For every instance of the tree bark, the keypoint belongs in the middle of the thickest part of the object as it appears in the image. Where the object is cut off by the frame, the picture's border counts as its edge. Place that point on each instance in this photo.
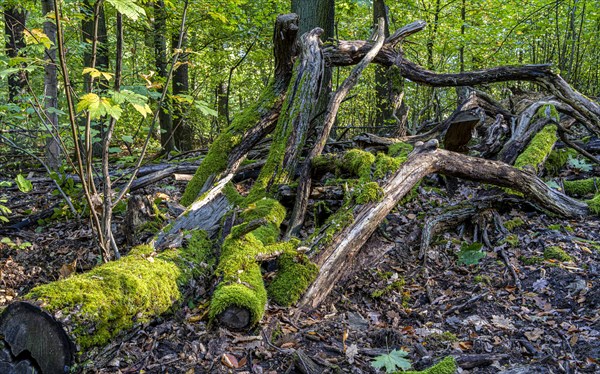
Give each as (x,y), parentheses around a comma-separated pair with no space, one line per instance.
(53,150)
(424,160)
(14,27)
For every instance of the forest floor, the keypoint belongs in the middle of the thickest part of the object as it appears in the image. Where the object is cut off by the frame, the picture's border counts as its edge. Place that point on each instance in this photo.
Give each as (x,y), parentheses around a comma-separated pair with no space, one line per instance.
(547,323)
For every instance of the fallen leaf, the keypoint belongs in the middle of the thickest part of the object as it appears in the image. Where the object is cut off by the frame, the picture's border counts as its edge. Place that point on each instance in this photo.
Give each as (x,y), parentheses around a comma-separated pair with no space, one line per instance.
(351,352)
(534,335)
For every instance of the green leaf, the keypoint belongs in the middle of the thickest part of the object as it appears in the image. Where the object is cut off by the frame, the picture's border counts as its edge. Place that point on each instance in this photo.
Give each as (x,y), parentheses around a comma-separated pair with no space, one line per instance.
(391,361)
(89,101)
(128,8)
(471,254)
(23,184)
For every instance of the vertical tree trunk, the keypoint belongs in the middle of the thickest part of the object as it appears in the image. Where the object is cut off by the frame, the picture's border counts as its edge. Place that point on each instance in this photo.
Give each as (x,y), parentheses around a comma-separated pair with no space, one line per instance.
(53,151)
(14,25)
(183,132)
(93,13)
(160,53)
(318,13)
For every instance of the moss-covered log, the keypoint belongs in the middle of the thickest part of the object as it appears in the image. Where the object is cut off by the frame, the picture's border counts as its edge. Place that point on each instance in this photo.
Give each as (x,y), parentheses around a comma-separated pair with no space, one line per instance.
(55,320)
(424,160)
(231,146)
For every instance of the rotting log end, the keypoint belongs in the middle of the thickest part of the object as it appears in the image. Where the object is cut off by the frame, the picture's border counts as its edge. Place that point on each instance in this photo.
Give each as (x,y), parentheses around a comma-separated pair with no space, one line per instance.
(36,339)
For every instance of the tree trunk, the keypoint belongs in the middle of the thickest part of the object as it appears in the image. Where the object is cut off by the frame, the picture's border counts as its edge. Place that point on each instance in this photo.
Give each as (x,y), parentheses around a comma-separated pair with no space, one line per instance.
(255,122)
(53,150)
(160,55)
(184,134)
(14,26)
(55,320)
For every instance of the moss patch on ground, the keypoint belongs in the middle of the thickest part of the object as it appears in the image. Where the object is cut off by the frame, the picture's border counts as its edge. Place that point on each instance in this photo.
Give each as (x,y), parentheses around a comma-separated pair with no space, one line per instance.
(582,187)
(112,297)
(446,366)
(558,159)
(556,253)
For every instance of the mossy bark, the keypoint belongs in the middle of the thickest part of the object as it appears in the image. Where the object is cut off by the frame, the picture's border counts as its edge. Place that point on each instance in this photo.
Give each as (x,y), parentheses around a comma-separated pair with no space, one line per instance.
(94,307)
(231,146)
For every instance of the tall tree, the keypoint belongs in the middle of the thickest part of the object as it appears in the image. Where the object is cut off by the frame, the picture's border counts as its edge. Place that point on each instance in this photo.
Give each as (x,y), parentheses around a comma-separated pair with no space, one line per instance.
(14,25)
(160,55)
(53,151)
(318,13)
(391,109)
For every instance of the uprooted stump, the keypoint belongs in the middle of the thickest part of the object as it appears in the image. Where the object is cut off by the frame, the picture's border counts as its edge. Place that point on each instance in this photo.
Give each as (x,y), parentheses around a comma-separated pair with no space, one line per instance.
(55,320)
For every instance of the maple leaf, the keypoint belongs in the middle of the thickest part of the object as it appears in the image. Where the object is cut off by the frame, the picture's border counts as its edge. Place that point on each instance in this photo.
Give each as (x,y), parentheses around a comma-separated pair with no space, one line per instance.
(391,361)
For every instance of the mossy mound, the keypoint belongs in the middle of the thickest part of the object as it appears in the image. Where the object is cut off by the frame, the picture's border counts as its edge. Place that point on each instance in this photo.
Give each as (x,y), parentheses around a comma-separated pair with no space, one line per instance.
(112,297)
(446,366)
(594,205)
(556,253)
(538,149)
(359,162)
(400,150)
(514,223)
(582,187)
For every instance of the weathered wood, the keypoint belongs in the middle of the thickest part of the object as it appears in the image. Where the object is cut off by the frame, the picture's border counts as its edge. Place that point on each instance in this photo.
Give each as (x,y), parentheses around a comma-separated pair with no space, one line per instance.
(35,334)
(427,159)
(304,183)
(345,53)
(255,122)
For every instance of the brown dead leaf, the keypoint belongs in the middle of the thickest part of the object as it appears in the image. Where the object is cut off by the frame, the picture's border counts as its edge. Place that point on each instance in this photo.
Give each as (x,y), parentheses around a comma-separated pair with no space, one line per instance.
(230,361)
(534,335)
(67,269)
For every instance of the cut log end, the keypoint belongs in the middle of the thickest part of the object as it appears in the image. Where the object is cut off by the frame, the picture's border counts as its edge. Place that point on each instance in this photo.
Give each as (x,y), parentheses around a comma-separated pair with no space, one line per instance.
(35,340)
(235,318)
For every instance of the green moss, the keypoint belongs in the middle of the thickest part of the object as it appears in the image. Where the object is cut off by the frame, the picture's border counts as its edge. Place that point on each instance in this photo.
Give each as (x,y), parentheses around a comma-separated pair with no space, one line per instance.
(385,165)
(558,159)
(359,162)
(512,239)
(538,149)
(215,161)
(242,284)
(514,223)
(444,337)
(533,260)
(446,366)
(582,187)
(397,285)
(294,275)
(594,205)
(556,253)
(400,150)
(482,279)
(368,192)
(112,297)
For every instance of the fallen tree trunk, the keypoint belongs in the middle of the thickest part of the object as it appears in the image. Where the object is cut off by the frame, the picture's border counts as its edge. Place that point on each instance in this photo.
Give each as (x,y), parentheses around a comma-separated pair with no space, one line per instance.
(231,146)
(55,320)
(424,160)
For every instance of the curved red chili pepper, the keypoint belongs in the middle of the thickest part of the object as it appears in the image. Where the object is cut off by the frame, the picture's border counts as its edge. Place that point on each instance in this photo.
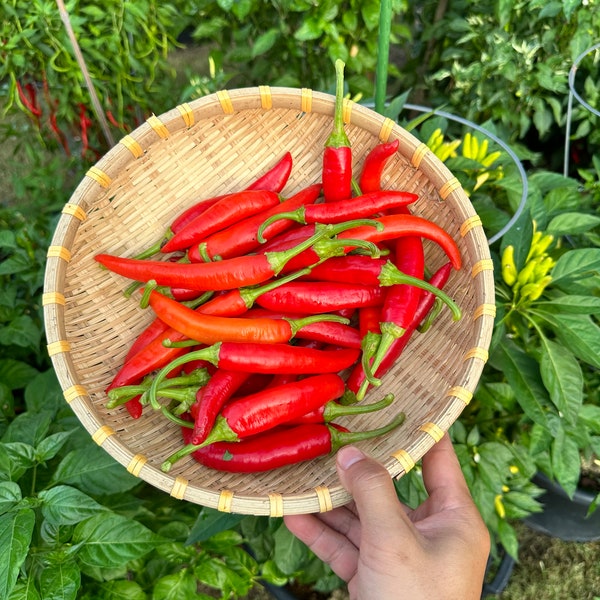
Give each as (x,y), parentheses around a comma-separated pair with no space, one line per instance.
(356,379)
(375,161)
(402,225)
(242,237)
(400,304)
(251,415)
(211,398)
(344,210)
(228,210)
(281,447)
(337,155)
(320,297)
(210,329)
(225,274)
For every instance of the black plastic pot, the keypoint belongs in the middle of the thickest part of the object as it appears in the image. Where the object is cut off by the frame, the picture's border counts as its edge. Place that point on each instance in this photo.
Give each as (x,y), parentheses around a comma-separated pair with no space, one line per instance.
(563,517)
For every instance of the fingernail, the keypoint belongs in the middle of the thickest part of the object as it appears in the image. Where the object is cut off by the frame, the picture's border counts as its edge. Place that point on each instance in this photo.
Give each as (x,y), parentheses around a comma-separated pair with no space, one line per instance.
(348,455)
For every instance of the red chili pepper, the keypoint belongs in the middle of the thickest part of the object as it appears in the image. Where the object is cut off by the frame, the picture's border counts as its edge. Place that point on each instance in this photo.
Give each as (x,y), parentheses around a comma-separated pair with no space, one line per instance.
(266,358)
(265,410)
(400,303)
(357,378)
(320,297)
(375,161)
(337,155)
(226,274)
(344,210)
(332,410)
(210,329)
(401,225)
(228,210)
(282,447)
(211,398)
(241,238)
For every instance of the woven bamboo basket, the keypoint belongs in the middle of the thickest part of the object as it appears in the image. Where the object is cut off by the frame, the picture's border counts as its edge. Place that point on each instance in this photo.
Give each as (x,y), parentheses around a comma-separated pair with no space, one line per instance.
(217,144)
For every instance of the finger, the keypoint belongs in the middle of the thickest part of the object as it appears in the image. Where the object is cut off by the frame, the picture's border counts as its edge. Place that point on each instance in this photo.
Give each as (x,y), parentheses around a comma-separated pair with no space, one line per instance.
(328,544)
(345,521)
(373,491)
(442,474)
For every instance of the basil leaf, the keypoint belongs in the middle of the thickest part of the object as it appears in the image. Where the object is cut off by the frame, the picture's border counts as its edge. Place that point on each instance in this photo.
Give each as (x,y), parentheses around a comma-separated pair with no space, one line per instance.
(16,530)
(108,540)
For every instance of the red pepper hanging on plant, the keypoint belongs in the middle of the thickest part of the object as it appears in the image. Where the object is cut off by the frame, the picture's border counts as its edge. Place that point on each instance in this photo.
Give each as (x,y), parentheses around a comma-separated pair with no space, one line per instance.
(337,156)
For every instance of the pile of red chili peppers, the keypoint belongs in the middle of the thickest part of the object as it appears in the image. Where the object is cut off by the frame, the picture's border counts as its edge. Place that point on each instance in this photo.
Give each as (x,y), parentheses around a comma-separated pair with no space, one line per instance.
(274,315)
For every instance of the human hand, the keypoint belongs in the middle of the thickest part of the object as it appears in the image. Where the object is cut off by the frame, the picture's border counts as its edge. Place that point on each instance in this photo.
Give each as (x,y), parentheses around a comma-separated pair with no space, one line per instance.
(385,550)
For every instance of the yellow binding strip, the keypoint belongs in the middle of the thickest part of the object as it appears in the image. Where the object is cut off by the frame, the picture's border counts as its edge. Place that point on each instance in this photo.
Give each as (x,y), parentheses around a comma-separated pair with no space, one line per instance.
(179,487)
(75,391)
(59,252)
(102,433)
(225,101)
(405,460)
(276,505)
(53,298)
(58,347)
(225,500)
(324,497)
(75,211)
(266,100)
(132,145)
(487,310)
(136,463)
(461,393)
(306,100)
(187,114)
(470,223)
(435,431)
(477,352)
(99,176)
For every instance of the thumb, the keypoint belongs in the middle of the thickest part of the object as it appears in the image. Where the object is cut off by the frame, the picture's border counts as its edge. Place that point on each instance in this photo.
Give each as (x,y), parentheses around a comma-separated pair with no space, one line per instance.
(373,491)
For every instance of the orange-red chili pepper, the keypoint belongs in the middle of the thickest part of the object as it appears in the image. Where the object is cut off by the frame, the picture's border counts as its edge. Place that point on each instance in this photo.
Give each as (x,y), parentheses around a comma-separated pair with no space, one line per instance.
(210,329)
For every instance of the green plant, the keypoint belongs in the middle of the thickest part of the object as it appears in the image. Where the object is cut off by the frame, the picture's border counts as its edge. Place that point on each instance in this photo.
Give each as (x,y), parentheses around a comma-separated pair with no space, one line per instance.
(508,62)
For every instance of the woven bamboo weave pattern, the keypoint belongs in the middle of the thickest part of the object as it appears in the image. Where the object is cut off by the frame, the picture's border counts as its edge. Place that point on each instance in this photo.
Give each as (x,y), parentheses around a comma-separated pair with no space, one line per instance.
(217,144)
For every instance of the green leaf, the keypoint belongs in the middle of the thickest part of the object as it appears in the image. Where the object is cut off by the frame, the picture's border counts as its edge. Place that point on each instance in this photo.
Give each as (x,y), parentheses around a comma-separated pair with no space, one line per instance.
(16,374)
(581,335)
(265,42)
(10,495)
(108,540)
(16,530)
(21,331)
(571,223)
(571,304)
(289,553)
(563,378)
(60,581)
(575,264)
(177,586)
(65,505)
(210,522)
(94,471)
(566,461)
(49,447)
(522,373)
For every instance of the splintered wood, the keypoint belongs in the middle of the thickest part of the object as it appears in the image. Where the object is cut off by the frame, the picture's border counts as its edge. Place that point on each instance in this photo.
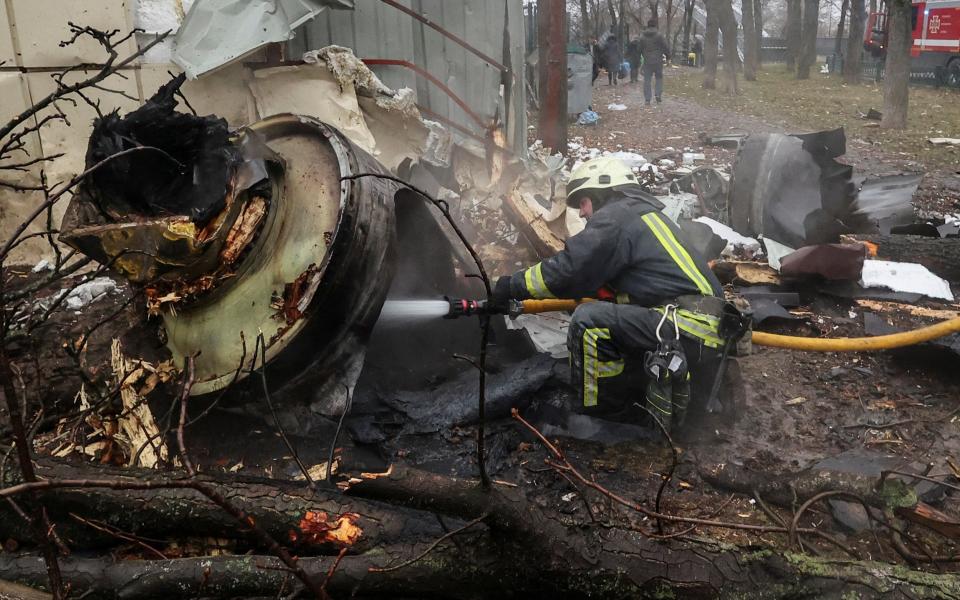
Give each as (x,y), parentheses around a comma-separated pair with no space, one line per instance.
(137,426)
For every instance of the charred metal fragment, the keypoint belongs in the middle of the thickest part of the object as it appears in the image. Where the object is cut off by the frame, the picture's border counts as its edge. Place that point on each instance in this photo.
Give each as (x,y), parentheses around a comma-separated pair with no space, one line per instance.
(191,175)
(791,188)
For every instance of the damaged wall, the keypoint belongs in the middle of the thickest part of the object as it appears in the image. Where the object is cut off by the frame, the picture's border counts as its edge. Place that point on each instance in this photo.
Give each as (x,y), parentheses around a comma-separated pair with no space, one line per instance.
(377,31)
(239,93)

EXERCISE GOAL:
Emit the lines of the data above from the one containing "For every instance of the splintered" through its final line, both endpoints included. Pictures do not belong in the output.

RESULT OF THE TASK:
For every instance of the splintered wood, the keypoint belongs in the middle of the thickest part of the object as it appears in the image. Where the object is cut off by the frame, the picture's border counts as its edge. Place that point on each instance in this photo.
Give each as (x,y), parentheses around a comma-separated pair with no space, one line per instance.
(137,426)
For every instance of the charred metal fragment, the keypoint belongs in the middle of the thickest part of the object as it appears in the image. Where the object is cut off by the frame, the picture's border counts as its edge. Place that point on each instance in this photo.
Give each as (x,y), parentheses around a comma-separated pair with no space, one line per instance.
(191,175)
(791,188)
For every instance of the damaged wall, the keypoint belongs in the middle of the thickest part of the object as it appears in the image. Where the object is cut off by the frame, the picture's border counts as its edge. Place that point on each instance in this photo.
Give each as (x,y), parentheses around a comma-separated pair with no space, one line per instance.
(377,31)
(239,93)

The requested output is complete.